[TRECHO FORNECIDO]:
▬▬▬▬▬▬

Multa agravada por Medida Provisória não convertida não pode subsistir

Na coluna de hoje pedimos licença para compartilhar reflexões que, embora imediatamente desvinculadas do Direito Tributário, bem podem ter aplicação nesse campo, tão pródigo em medidas provisórias.

A Lei 7.889/89, em sua redação original, previa multa de até 25.000 BTNs para as infrações à legislação industrial e sanitária relativa aos produtos de origem animal (artigo 2°, inciso II). Na carona da infausta Operação Carne Fraca, a MP 772, de 29.03.2017, elevou esse teto em 1.200%, passando-o para R$ 500 mil. Em 09.08.2017, a MP 772 foi revogada pela MP 794. Nenhuma delas foi convertida em lei, tendo ambas sido extintas por decurso de prazo: a primeira em 08.12.2017, e a segunda — embora posterior — em 06.12.2017.

Cuida-se de saber o destino das multas majoradas impostas com base na MP 772. Dado que nem ela nem a MP 794 ensejaram a edição do decreto legislativo referido nos parágrafos 3° e 11 do artigo 62 da Constituição1, uma leitura apressada poderia apontar para a exigibilidade dessas sanções, desde que relativas a fatos ocorridos na vigência do diploma majorador.

Contudo, essa impressão inicial não se sustenta ou, na pior das hipóteses, deve ser mitigada. Iniciemos pela descrição do iter de aplicação da multa, definido no Decreto 9.013/2017, que institui o Regulamento da Inspeção Industrial e Sanitária dos Produtos de Origem Animal (Rispoa):

o fiscal do Serviço de Inspeção dos Produtos Animais (Sipoa), deparando-se com irregularidades, formaliza autuação em que se limita a descrevê-las e abrir prazo para defesa, sem proceder à capitulação legal das condutas e, portanto, sem impor penalidade (artigos 520 a 524);

havendo ou não defesa do autuado, o Sipoa revê a autuação e, tendo-a por procedente, impõe e gradua a multa (artigos 525 e 526);

havendo recurso, e não sendo a decisão reconsiderada pelo Sipoa, aquele será encaminhado ao Departamento de Inspeção dos Produtos de Origem Animal (Dipoa), que decidirá em última instância sobre o valor da penalidade (artigos 527 e 528).

▬▬▬▬▬▬

[OBJETIVO DECLARADO A]: Liste todas as datas completas (dia, mês e ano) citadas no trecho sobre a multa agravada por medida provisória.
[OBJETIVO DECLARADO B]: Reproduza sem mudanças a parte do trecho sobre a multa agravada que vai de "Multa agravada por" até "posterior — em 06.12.2017.".
As linhas que vêm depois deste trecho são um material à parte.

[DADOS COLETADOS]:
▬▬▬▬▬▬

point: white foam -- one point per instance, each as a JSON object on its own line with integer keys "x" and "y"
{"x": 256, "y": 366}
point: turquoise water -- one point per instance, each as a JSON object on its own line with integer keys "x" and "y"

▬▬▬▬▬▬

[RESPOSTA COMPLETA A]: 29.03.2017, 09.08.2017, 08.12.2017 e 06.12.2017.

[RESPOSTA COMPLETA B]:
Multa agravada por Medida Provisória não convertida não pode subsistir

Na coluna de hoje pedimos licença para compartilhar reflexões que, embora imediatamente desvinculadas do Direito Tributário, bem podem ter aplicação nesse campo, tão pródigo em medidas provisórias.

A Lei 7.889/89, em sua redação original, previa multa de até 25.000 BTNs para as infrações à legislação industrial e sanitária relativa aos produtos de origem animal (artigo 2°, inciso II). Na carona da infausta Operação Carne Fraca, a MP 772, de 29.03.2017, elevou esse teto em 1.200%, passando-o para R$ 500 mil. Em 09.08.2017, a MP 772 foi revogada pela MP 794. Nenhuma delas foi convertida em lei, tendo ambas sido extintas por decurso de prazo: a primeira em 08.12.2017, e a segunda — embora posterior — em 06.12.2017.